**QUESTIONS**
1. Translate this sentence from the article excerpt into Spanish: "The last time there was an electoral win of that scale was in 1997 when Tony Blair's winning majority of 179 consigned the Conservatives to the opposition benches for the next 13 years."
2. Set down the passage of the article excerpt that begins at the words "Writing for The" and stop after "the next election.".
3. List every person the article excerpt mentions by name.

**TEXT PASSAGE**
------------------------------------

That is the stark warning issued by former Brexit secretary minister David Davis as he approaches the anniversary of his dramatic demand for Mr Johnson to quit as prime minister, at the height of last year’s Partygate scandal.

Writing for The Independent, Mr Davis warns that while the “continual drumbeat” calling for Johnson’s return would fail, it was “corroding” the party’s electoral chances.

“When Tory MPs asked me last year if the next election would be a repeat of 1997, I used to say ‘no’,” he says. “That was until Boris’s acolytes started calling for his return. Now I add ‘it won’t be 1997 unless you make it so’.

“When the party in government actively undermines the prime minister, and vilifies its own leadership, why should ordinary electors vote for them?”

Opinion polls suggest Labour now has a 20-point lead over the Conservatives, while one survey last month forecast the party could lose almost 300 seats – and hold just 69 – at the next election.

The last time there was an electoral win of that scale was in 1997 when Tony Blair’s winning majority of 179 consigned the Conservatives to the opposition benches for the next 13 years.

David Davis addressing Boris Johnson during PMQs with his ‘in the name of God, go’ speech (Parliament TV)

------------------------------------

**EXERCISE DATA**
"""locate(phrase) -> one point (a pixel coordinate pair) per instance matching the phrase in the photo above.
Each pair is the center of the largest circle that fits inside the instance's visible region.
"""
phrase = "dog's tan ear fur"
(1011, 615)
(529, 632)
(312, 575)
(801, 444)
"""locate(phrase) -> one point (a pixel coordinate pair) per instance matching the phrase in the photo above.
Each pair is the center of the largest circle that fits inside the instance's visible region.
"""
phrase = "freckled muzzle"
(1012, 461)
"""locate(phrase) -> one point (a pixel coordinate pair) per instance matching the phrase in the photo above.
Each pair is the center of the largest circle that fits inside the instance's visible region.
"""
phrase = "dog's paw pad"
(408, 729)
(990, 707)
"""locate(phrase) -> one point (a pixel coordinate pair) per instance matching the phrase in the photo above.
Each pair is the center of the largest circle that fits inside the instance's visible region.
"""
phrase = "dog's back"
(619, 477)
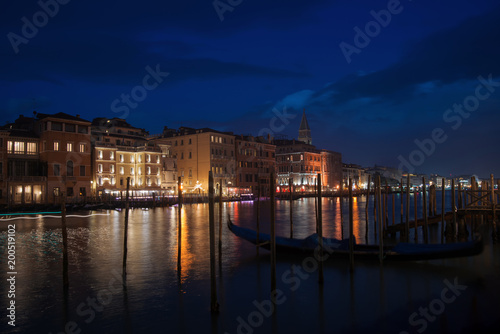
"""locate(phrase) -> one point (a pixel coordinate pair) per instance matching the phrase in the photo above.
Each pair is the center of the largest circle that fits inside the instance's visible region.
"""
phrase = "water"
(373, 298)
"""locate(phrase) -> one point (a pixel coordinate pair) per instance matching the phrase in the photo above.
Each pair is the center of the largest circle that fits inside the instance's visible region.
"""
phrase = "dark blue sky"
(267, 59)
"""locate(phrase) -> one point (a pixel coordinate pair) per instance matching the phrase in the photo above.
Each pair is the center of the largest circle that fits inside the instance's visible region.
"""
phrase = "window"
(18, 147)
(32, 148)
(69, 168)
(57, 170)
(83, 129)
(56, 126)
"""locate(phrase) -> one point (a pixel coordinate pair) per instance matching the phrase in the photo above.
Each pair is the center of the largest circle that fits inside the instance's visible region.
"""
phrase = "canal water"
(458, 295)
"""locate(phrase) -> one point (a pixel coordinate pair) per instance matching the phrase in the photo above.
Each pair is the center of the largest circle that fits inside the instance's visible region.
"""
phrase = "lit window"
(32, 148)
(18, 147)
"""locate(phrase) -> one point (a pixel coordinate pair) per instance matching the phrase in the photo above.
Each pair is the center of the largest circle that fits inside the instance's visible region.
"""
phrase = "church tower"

------------------------------------

**SOLUTIONS**
1. La última vez que hubo una victoria electoral de esa magnitud fue en 1997, cuando la mayoría ganadora de 179 de Tony Blair relegó a los conservadores a los bancos de la oposición durante los siguientes 13 años.

2.
Writing for The Independent, Mr Davis warns that while the “continual drumbeat” calling for Johnson’s return would fail, it was “corroding” the party’s electoral chances.

“When Tory MPs asked me last year if the next election would be a repeat of 1997, I used to say ‘no’,” he says. “That was until Boris’s acolytes started calling for his return. Now I add ‘it won’t be 1997 unless you make it so’.

“When the party in government actively undermines the prime minister, and vilifies its own leadership, why should ordinary electors vote for them?”

Opinion polls suggest Labour now has a 20-point lead over the Conservatives, while one survey last month forecast the party could lose almost 300 seats – and hold just 69 – at the next election.

3.
David Davis
Boris Johnson
Tony Blair